What the exercise asks:
Update the part of the entries that opens at the very start and closes with the line containing "box: [0, 1, 800, 534]". Replace "rough mask" with "coarse mask", keep everything else the same, and leave the pictures out.

Records supplied:
#####
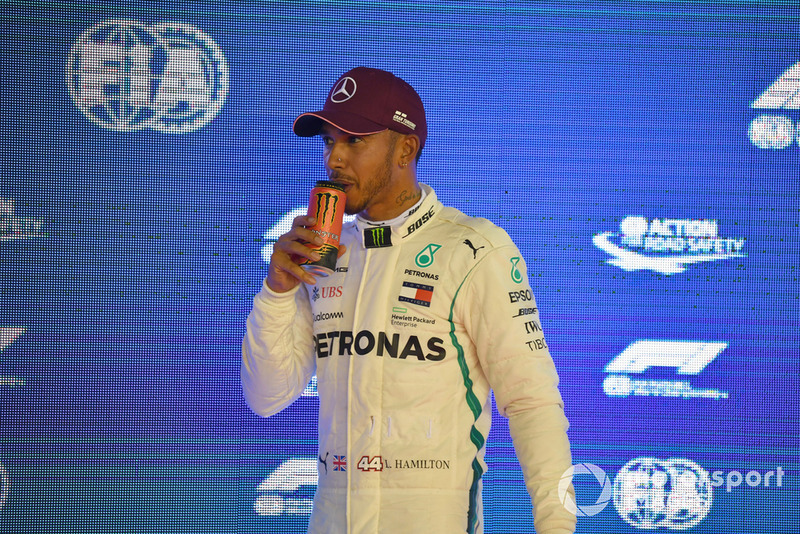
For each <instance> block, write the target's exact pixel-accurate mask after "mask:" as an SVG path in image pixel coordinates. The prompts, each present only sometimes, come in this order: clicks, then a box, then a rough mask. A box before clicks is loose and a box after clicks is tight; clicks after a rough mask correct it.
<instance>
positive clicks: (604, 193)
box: [0, 1, 800, 534]
mask: <svg viewBox="0 0 800 534" xmlns="http://www.w3.org/2000/svg"><path fill="white" fill-rule="evenodd" d="M0 24H1V25H2V33H1V34H0V43H1V44H2V47H1V48H0V49H1V50H2V52H0V54H1V55H0V58H2V59H1V60H0V61H2V63H1V64H0V65H1V66H2V69H1V70H0V72H2V76H3V83H2V88H0V95H1V97H0V98H1V100H0V144H1V146H2V151H0V160H1V161H2V169H0V172H1V173H2V181H1V182H0V271H1V272H2V277H1V278H0V279H1V280H2V281H1V282H0V284H2V285H0V287H2V292H1V293H0V295H2V297H1V298H2V301H1V302H0V532H9V533H11V532H15V533H16V532H20V533H29V532H30V533H33V532H36V533H40V532H176V533H177V532H304V531H305V527H306V524H307V522H308V514H309V512H310V499H311V498H312V497H313V492H314V486H315V483H316V478H315V477H316V471H315V470H316V465H317V449H316V414H317V404H316V403H317V399H316V397H315V395H314V387H313V386H314V385H313V384H311V385H310V386H309V388H308V389H307V390H306V393H305V394H304V395H303V396H302V397H301V398H300V399H298V401H297V402H295V404H293V405H292V406H291V407H290V408H288V409H287V410H285V411H284V412H282V413H281V414H279V415H276V416H273V417H271V418H268V419H263V418H259V417H257V416H255V415H253V414H252V413H251V412H250V411H249V410H248V409H247V407H246V406H245V404H244V402H243V400H242V397H241V393H240V387H239V358H240V343H241V338H242V335H243V332H244V322H245V318H246V316H247V313H248V311H249V309H250V302H251V299H252V296H253V295H254V294H255V293H256V292H257V291H258V289H259V287H260V284H261V280H262V279H263V277H264V276H265V274H266V263H265V261H264V258H265V257H268V254H269V250H270V246H271V243H272V242H274V239H275V238H276V237H277V235H280V233H281V228H282V226H281V225H282V224H285V221H286V220H287V217H289V215H290V214H291V213H292V212H293V211H294V210H297V209H302V208H303V206H304V205H305V201H306V198H307V193H308V190H309V189H310V187H311V185H312V184H313V182H314V181H315V180H316V179H319V178H321V177H322V176H323V167H322V159H321V145H320V143H319V141H318V140H317V139H301V138H297V137H295V136H294V135H293V134H292V132H291V124H292V121H293V119H294V117H295V116H296V115H297V114H299V113H301V112H303V111H308V110H311V109H317V108H318V107H319V106H321V104H322V101H323V99H324V97H325V95H326V94H327V91H328V89H329V87H330V85H331V83H333V81H334V80H336V78H337V77H338V76H339V75H340V74H341V73H342V72H344V71H346V70H348V69H349V68H351V67H353V66H356V65H367V66H373V67H379V68H385V69H388V70H391V71H393V72H395V73H396V74H398V75H400V76H401V77H403V78H404V79H406V80H408V81H409V82H410V83H411V84H412V85H414V86H415V87H416V88H417V90H418V91H419V93H420V94H421V96H422V98H423V100H424V102H425V103H426V109H427V116H428V123H429V132H430V133H429V138H428V141H427V145H426V148H425V150H424V153H423V155H422V160H421V163H420V167H419V174H420V179H421V181H423V182H425V183H428V184H430V185H431V186H433V187H434V188H435V189H436V191H437V193H438V195H439V197H440V198H442V199H443V200H444V201H445V202H446V203H447V204H450V205H453V206H455V207H458V208H460V209H461V210H463V211H465V212H466V213H468V214H471V215H477V216H482V217H486V218H488V219H490V220H492V221H493V222H495V223H497V224H499V225H500V226H502V227H503V228H505V229H506V230H507V231H508V232H509V234H510V235H511V236H512V238H514V240H515V241H516V243H517V244H518V245H519V247H520V250H521V251H522V253H523V255H524V257H525V259H526V262H527V264H528V271H529V277H530V281H531V284H532V287H533V289H534V293H535V294H536V299H537V302H538V306H539V308H540V309H541V311H542V319H543V327H544V329H545V334H546V336H547V342H548V345H549V346H550V350H551V353H552V355H553V358H554V360H555V363H556V366H557V368H558V369H559V373H560V377H561V391H562V395H563V396H564V400H565V406H566V413H567V416H568V418H569V420H570V423H571V429H570V438H571V442H572V448H573V457H574V460H573V461H574V463H575V464H576V468H575V472H574V482H575V486H576V492H577V506H578V511H579V515H580V516H581V517H580V518H579V521H578V532H609V533H611V532H613V533H623V532H627V533H632V532H639V531H642V530H647V531H656V532H673V531H679V530H686V531H691V532H742V533H755V532H759V533H764V532H769V533H787V534H788V533H790V532H796V531H797V525H798V522H799V521H800V517H799V516H800V514H799V513H798V512H799V510H800V493H799V492H798V489H797V469H798V402H797V391H798V388H797V386H798V379H797V375H798V363H797V360H798V340H799V339H798V338H799V337H800V336H798V298H799V297H798V280H797V278H798V252H799V251H800V244H799V242H798V188H799V187H798V182H800V179H799V178H800V173H799V172H798V162H800V9H799V8H798V7H797V6H796V5H794V4H793V3H789V2H781V3H771V4H770V3H745V2H727V3H716V2H698V3H685V2H672V3H668V2H609V3H605V2H603V3H585V2H581V3H566V2H545V3H538V2H537V3H514V2H465V3H451V2H381V3H371V2H352V1H351V2H261V3H243V2H241V3H240V2H186V3H181V2H177V3H146V4H145V3H136V2H109V3H105V4H103V5H102V6H100V5H95V4H93V3H88V2H86V3H81V2H53V3H42V2H3V3H2V10H0ZM98 58H99V59H98ZM487 461H488V463H489V471H488V473H487V474H486V475H485V478H484V481H485V488H484V501H485V509H486V512H485V524H486V531H487V532H503V533H512V532H520V533H522V532H533V526H532V520H531V518H530V503H529V499H528V496H527V494H526V492H525V488H524V485H523V482H522V478H521V474H520V472H519V466H518V464H517V462H516V460H515V458H514V455H513V449H512V446H511V443H510V440H509V436H508V431H507V425H506V423H505V421H504V420H503V418H502V417H500V416H499V415H497V414H496V413H495V417H494V423H493V429H492V434H491V435H490V438H489V446H488V447H487ZM637 480H638V481H642V480H644V483H643V484H639V485H637Z"/></svg>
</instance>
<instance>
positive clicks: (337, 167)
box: [325, 143, 344, 170]
mask: <svg viewBox="0 0 800 534" xmlns="http://www.w3.org/2000/svg"><path fill="white" fill-rule="evenodd" d="M326 156H327V157H326V160H325V164H326V165H327V167H328V168H329V169H331V170H334V169H342V168H344V157H343V156H344V150H342V147H341V145H340V144H339V143H333V144H331V146H330V148H329V149H328V153H327V155H326Z"/></svg>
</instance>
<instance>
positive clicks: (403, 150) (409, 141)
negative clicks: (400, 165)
mask: <svg viewBox="0 0 800 534" xmlns="http://www.w3.org/2000/svg"><path fill="white" fill-rule="evenodd" d="M399 149H400V163H401V164H405V165H403V166H406V165H408V164H409V163H413V162H414V160H415V158H416V157H417V152H418V151H419V137H417V136H416V135H404V136H403V138H402V140H401V142H400V146H399Z"/></svg>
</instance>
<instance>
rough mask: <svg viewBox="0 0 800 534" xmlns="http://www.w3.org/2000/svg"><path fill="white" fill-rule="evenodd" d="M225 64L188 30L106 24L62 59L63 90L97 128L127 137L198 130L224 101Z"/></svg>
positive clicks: (90, 30) (208, 38)
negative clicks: (135, 135) (63, 83)
mask: <svg viewBox="0 0 800 534" xmlns="http://www.w3.org/2000/svg"><path fill="white" fill-rule="evenodd" d="M228 74H229V70H228V63H227V61H226V60H225V57H224V56H223V55H222V51H221V50H220V49H219V47H218V46H217V44H216V43H215V42H214V41H213V39H211V37H209V36H208V35H206V34H205V33H203V32H202V31H200V30H199V29H197V28H195V27H194V26H191V25H189V24H183V23H173V22H165V23H160V24H155V25H152V26H148V25H145V24H142V23H141V22H138V21H135V20H108V21H105V22H101V23H99V24H97V25H95V26H93V27H91V28H89V29H88V30H86V31H85V32H84V33H83V34H82V35H81V36H80V37H79V38H78V40H77V41H76V42H75V44H74V45H73V46H72V50H70V53H69V56H68V58H67V66H66V77H67V87H68V88H69V93H70V96H71V97H72V101H73V102H74V103H75V105H76V106H77V107H78V109H80V110H81V111H82V112H83V114H84V115H86V117H87V118H88V119H89V120H90V121H92V122H93V123H95V124H96V125H98V126H100V127H102V128H106V129H109V130H115V131H120V132H129V131H135V130H142V129H146V128H150V129H153V130H157V131H159V132H165V133H187V132H192V131H194V130H197V129H199V128H202V127H203V126H205V125H206V124H208V122H209V121H211V120H212V119H213V118H214V117H215V116H216V115H217V114H218V113H219V112H220V110H221V109H222V105H223V104H224V103H225V99H226V97H227V96H228V86H229V80H228Z"/></svg>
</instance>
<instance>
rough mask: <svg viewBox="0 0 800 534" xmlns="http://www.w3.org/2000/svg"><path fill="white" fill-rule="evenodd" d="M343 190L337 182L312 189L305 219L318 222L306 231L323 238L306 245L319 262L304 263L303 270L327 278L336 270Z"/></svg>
mask: <svg viewBox="0 0 800 534" xmlns="http://www.w3.org/2000/svg"><path fill="white" fill-rule="evenodd" d="M344 203H345V194H344V189H343V188H342V187H341V186H340V185H339V184H337V183H334V182H328V181H325V180H322V181H319V182H317V185H316V186H315V187H314V189H312V190H311V198H310V199H309V201H308V216H309V217H315V218H316V219H317V221H316V223H314V225H313V226H310V227H309V228H308V229H309V230H311V231H312V232H314V233H315V234H317V235H318V236H319V237H321V238H322V241H323V243H322V244H321V245H313V244H309V247H310V248H311V250H315V251H317V253H318V254H319V255H320V256H322V257H321V258H320V259H319V261H311V260H305V261H304V262H303V263H301V264H300V265H302V266H303V268H304V269H305V270H306V271H309V272H311V273H314V274H317V275H320V276H328V275H329V274H331V273H332V272H333V269H334V268H335V267H336V259H337V257H338V255H339V237H340V236H341V234H342V219H343V218H344Z"/></svg>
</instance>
#####
Output:
For each <instance> block, write the target's exact pixel-accurate mask after "mask:" as an SVG path in image pixel coordinates. The prompts, each present only sometimes, come in this order: clicks, then a box, then a coarse mask. A box before clicks is loose and a box after clicks is tight; clicks after a coarse mask correct it.
<instance>
positive clicks: (604, 193)
box: [0, 1, 800, 534]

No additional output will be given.